**WHAT YOU HAVE TO DO:** Please pull out every line of the records below that contains the word "building", copying each one in full.

[Dataset items]

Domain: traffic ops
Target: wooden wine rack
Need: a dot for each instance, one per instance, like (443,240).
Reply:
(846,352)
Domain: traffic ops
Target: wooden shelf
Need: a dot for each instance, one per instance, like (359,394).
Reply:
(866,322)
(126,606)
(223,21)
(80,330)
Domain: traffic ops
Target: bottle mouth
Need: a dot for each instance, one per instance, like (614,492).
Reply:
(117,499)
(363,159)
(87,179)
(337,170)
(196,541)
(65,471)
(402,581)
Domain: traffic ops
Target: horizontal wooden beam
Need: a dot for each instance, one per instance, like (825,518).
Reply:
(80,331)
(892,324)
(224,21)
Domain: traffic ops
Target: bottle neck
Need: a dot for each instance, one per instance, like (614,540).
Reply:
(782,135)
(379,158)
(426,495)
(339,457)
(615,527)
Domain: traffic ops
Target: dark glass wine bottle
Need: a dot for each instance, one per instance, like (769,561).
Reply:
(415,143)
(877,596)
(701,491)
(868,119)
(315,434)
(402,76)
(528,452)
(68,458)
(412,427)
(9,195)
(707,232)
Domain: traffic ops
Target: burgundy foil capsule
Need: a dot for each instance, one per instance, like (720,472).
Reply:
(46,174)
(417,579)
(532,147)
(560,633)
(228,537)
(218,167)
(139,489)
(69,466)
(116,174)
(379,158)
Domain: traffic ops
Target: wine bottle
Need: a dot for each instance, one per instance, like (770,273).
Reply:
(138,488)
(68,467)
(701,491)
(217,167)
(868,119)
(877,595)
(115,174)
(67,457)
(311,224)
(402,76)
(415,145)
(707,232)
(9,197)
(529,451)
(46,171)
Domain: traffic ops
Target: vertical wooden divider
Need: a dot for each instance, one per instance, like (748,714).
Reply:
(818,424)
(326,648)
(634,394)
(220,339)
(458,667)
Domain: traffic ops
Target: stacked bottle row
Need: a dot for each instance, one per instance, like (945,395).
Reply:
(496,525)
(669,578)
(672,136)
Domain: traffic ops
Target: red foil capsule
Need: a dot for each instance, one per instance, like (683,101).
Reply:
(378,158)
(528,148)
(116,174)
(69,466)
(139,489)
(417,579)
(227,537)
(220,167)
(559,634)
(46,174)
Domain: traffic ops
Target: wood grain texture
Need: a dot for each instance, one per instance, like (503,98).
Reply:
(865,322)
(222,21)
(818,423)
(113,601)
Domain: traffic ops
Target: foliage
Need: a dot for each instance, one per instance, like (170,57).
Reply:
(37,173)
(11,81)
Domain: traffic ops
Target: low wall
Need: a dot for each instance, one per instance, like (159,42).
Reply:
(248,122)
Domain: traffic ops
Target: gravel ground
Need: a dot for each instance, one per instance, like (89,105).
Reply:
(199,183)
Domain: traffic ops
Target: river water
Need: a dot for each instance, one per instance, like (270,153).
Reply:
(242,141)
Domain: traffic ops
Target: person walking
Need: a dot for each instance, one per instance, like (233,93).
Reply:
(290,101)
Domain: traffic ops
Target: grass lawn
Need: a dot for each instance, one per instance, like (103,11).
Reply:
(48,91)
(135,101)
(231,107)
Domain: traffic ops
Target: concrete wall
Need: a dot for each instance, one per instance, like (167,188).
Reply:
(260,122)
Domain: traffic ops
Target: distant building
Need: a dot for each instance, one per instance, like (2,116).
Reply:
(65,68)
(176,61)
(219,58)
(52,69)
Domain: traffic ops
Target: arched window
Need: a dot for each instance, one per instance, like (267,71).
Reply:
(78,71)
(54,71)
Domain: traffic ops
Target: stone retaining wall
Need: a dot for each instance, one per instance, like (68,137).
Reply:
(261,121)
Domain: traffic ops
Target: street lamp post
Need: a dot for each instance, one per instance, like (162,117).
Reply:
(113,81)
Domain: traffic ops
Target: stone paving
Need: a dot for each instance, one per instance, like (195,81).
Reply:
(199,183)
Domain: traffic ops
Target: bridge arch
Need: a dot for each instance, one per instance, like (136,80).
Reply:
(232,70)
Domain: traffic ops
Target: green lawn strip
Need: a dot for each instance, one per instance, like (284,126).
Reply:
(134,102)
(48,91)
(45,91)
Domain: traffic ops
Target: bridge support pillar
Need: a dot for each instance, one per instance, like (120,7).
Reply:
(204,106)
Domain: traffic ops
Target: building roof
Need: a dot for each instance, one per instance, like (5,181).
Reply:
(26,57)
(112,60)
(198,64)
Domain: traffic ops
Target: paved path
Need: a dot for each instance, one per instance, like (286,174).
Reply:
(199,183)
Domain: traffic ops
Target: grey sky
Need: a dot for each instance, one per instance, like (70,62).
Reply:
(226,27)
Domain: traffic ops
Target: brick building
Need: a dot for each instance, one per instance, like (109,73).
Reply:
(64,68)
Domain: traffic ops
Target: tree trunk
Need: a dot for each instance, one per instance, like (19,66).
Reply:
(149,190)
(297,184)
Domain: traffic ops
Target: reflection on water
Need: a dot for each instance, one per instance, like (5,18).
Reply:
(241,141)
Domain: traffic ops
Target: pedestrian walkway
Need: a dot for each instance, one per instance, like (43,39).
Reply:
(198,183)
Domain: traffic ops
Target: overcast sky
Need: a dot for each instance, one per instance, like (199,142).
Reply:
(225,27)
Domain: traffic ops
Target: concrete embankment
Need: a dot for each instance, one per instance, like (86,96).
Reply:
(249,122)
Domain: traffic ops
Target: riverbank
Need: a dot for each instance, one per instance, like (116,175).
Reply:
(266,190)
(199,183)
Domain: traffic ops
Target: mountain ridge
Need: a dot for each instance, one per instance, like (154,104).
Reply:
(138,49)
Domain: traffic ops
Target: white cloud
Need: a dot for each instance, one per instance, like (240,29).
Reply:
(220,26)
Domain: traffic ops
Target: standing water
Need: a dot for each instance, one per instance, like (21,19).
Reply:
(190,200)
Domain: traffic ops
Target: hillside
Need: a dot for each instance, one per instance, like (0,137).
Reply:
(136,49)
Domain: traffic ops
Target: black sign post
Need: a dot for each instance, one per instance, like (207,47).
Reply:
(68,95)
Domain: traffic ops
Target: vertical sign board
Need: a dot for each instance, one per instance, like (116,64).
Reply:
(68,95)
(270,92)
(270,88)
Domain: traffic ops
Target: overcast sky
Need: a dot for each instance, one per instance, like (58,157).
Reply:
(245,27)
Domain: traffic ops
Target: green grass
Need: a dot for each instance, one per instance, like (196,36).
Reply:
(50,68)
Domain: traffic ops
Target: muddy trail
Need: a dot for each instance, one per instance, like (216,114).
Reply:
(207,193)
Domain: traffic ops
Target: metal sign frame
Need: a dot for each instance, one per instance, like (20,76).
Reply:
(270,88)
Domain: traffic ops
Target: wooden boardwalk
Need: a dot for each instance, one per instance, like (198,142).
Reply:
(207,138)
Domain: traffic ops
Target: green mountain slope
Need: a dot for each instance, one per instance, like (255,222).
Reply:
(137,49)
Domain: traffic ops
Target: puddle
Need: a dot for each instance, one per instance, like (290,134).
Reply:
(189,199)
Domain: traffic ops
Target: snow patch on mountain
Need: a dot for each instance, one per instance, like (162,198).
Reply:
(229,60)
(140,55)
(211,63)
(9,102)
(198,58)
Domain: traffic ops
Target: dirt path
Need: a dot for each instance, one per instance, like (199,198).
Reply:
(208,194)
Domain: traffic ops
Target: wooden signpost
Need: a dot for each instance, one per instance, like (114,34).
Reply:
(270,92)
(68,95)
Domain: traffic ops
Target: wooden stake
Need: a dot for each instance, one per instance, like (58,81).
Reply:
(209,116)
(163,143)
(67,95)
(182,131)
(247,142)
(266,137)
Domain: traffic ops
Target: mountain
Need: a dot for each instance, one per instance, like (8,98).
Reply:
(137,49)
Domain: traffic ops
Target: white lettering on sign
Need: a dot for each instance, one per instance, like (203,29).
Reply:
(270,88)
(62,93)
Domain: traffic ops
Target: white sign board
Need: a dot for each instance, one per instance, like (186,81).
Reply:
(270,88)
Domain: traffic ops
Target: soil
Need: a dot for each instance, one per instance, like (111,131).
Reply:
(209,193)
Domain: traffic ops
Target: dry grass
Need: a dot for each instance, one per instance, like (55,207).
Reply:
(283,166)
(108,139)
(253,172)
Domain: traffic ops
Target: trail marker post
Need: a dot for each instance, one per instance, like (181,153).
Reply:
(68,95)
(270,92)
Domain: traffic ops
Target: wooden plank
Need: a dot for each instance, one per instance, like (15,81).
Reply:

**ANSWER TO THIS TASK:**
Target: distant building
Target: building roof
Target: brick building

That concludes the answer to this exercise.